WHAT THE TASK ASKS -> Nothing in the records should differ when you write them out again.

Stored items

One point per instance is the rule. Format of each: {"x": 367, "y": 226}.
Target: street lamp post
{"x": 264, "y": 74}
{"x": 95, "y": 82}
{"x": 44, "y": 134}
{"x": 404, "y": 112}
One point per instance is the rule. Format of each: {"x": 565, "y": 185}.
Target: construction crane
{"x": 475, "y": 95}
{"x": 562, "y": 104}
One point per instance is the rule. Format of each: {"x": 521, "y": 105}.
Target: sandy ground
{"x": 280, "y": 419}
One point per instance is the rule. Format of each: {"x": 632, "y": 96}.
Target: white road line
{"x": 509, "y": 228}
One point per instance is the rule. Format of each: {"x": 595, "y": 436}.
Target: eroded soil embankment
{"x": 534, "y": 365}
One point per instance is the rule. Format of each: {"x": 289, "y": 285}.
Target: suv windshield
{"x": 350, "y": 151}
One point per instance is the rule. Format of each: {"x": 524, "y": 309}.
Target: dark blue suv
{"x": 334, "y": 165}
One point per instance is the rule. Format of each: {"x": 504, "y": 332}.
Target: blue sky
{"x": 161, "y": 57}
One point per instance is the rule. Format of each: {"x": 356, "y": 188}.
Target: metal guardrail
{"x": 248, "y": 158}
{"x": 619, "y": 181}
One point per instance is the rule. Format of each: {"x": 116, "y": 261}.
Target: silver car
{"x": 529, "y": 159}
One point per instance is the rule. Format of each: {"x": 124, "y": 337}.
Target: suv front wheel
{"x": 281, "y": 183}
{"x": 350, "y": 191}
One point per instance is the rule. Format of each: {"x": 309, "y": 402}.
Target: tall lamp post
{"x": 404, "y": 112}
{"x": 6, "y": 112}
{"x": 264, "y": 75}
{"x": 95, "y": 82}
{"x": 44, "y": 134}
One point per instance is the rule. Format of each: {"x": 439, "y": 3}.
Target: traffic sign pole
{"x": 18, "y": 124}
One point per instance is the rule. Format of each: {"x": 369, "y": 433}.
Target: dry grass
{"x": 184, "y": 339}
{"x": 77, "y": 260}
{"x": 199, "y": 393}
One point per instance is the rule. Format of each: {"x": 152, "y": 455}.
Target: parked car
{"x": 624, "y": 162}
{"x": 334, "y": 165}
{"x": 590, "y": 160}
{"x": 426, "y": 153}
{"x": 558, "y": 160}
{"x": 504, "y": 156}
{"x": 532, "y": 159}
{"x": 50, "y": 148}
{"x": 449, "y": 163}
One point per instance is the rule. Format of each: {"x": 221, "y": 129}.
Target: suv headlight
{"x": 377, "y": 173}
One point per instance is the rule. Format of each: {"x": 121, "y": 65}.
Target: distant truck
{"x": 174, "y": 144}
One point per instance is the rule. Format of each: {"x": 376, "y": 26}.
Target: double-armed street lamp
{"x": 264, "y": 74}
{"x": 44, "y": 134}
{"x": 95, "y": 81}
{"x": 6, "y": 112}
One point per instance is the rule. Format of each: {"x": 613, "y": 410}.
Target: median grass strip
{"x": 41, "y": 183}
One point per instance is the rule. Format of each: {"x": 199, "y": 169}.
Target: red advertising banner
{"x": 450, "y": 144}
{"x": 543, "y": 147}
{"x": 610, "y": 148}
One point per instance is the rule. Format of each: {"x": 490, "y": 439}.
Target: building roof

RESULT ->
One point per instance is the rule. Format of each: {"x": 367, "y": 226}.
Target: street lamp post
{"x": 264, "y": 74}
{"x": 95, "y": 82}
{"x": 44, "y": 134}
{"x": 404, "y": 112}
One point per instance is the rule. Format of each: {"x": 565, "y": 185}.
Target: construction crane
{"x": 475, "y": 95}
{"x": 562, "y": 104}
One point per instance is the rule. Format of each: {"x": 521, "y": 105}.
Target: sandy ground
{"x": 280, "y": 419}
One point per instance is the rule. Format of each: {"x": 632, "y": 96}.
Target: white road line
{"x": 509, "y": 228}
One point per instance is the rule. Format of each: {"x": 595, "y": 436}.
Target: eroded soil embankment
{"x": 534, "y": 365}
One point per instance is the rule. Format of each: {"x": 289, "y": 285}.
Target: suv windshield
{"x": 350, "y": 151}
One point per instance is the rule. Format of each: {"x": 524, "y": 309}.
Target: dark blue suv
{"x": 334, "y": 165}
One point per instance is the rule. Format of each: {"x": 504, "y": 332}.
Target: blue sky
{"x": 161, "y": 57}
One point per instance is the rule. Format of each: {"x": 356, "y": 188}.
Target: metal guardrail
{"x": 248, "y": 158}
{"x": 619, "y": 181}
One point per instance is the rule. Format of each: {"x": 116, "y": 261}.
Target: silver car
{"x": 529, "y": 159}
One point per instance is the rule. Format of each: {"x": 124, "y": 337}.
Target: suv front wheel
{"x": 281, "y": 183}
{"x": 350, "y": 191}
One point per instance is the rule. Format of each: {"x": 309, "y": 402}.
Target: tall lamp post
{"x": 404, "y": 112}
{"x": 6, "y": 112}
{"x": 264, "y": 75}
{"x": 95, "y": 82}
{"x": 44, "y": 134}
One point per instance is the rule. Format of each: {"x": 439, "y": 3}.
Target: traffic sign pole
{"x": 18, "y": 124}
One point per instance is the rule. Format of each: {"x": 369, "y": 433}.
Target: dry grass
{"x": 184, "y": 339}
{"x": 77, "y": 260}
{"x": 199, "y": 393}
One point per instance is the rule. Format of each: {"x": 152, "y": 455}.
Target: parked car
{"x": 624, "y": 162}
{"x": 334, "y": 165}
{"x": 590, "y": 160}
{"x": 426, "y": 153}
{"x": 558, "y": 160}
{"x": 504, "y": 156}
{"x": 532, "y": 159}
{"x": 50, "y": 148}
{"x": 449, "y": 163}
One point per instance is the rule. Format of each: {"x": 221, "y": 129}.
Target: suv headlight
{"x": 377, "y": 173}
One point per instance is the rule. Format of each: {"x": 121, "y": 65}.
Target: distant truck
{"x": 174, "y": 144}
One point per instance is the rule. Format of each: {"x": 376, "y": 26}.
Target: double-armed street lamp
{"x": 264, "y": 74}
{"x": 44, "y": 134}
{"x": 95, "y": 81}
{"x": 6, "y": 112}
One point per instance is the rule. Format of each: {"x": 613, "y": 410}.
Target: median grass strip
{"x": 41, "y": 183}
One point per instance is the rule. Format of each: {"x": 199, "y": 169}.
Target: red advertising banner
{"x": 450, "y": 144}
{"x": 543, "y": 147}
{"x": 610, "y": 148}
One point per instance is the rule. Format of each: {"x": 490, "y": 439}.
Target: building roof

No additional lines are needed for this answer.